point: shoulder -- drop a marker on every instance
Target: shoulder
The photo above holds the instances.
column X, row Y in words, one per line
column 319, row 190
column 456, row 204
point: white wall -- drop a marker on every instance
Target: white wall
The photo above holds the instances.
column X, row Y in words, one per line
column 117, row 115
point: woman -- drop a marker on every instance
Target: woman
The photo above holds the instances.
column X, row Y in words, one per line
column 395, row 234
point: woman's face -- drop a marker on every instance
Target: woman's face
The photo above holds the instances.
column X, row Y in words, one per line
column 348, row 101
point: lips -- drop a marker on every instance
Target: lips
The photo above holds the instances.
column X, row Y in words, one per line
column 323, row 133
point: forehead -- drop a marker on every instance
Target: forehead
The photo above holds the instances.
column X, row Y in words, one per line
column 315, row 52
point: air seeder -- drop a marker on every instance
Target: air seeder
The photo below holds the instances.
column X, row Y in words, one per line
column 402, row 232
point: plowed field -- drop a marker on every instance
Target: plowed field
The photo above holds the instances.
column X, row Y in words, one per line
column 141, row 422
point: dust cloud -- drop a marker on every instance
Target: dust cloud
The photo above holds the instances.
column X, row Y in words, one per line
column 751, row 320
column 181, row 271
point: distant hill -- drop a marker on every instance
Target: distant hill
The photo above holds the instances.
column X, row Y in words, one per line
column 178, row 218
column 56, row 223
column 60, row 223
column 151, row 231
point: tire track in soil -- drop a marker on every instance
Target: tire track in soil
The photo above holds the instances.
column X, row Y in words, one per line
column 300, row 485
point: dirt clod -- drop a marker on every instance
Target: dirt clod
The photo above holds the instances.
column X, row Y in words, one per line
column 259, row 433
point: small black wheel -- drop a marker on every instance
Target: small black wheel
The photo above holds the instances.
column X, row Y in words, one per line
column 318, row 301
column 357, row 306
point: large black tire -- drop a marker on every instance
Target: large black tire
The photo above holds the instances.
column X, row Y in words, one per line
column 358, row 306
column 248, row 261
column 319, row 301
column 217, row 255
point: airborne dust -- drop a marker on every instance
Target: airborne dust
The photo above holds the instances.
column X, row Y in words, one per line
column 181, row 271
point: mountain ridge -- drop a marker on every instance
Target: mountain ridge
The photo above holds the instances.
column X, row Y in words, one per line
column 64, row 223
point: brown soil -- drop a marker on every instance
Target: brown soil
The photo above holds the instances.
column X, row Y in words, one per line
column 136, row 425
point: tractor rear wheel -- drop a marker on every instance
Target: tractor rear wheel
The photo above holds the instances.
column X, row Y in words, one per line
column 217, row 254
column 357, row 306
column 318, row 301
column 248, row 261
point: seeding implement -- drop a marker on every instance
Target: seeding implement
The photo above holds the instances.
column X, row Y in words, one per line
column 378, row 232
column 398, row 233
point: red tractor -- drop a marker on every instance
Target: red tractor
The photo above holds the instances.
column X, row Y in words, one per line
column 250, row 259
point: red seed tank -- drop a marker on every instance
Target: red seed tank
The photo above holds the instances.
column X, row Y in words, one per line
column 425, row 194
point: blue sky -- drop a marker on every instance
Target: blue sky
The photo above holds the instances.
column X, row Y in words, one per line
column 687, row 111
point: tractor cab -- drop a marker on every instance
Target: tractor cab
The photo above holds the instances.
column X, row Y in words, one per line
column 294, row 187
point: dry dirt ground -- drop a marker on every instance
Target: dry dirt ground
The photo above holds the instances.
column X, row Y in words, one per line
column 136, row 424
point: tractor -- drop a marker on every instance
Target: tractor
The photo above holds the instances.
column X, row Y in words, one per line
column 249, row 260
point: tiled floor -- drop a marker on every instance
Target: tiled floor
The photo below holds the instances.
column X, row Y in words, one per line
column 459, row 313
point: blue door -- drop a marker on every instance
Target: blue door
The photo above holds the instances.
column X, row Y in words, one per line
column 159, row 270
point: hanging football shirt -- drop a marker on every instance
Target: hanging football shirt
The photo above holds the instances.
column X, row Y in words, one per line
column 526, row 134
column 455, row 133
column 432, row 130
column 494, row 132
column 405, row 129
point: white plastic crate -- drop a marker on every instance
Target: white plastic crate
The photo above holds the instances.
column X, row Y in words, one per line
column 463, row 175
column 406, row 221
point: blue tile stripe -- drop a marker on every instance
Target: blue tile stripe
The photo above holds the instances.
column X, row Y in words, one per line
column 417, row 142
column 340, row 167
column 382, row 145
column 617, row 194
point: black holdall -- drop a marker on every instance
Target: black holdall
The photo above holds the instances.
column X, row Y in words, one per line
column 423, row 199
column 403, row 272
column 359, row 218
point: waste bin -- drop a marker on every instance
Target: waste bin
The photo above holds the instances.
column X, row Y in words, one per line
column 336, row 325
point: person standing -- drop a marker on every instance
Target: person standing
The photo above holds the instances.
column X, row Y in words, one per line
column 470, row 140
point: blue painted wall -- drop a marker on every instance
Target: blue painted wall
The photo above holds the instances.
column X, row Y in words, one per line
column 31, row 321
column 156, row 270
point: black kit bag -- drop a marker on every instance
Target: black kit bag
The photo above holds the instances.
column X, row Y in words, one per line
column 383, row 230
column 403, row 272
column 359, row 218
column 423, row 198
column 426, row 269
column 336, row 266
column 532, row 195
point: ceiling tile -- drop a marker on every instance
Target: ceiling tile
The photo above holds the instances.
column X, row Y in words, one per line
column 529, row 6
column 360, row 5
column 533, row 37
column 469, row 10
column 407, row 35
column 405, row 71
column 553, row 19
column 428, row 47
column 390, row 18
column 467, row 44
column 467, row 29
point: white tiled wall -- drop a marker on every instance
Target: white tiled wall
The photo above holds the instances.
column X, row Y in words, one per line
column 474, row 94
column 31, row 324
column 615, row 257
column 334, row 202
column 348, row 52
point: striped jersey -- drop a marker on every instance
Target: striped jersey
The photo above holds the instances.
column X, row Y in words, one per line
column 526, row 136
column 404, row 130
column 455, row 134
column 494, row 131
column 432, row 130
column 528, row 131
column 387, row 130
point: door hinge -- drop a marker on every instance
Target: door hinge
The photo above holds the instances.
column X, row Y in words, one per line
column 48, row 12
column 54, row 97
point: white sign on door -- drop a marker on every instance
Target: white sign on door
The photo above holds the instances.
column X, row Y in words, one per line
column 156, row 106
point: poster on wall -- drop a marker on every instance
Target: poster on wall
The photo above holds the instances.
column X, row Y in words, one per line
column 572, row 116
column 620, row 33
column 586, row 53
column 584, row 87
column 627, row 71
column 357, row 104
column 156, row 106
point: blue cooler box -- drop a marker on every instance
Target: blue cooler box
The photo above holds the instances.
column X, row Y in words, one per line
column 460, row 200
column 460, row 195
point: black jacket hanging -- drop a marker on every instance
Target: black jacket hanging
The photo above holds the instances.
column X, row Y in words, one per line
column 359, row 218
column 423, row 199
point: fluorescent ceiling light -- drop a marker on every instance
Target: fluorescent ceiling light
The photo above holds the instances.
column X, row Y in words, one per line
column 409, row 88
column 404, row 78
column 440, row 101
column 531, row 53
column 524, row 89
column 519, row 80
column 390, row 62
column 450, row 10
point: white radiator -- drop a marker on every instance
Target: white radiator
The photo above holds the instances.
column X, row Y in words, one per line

################

▶ **WHAT THE EXERCISE ASKS**
In the listing above, find each line containing "tank" and copy it.

▶ **THE COMPLETED TASK**
point: red seed tank -- drop a marker on every instance
Target: red seed tank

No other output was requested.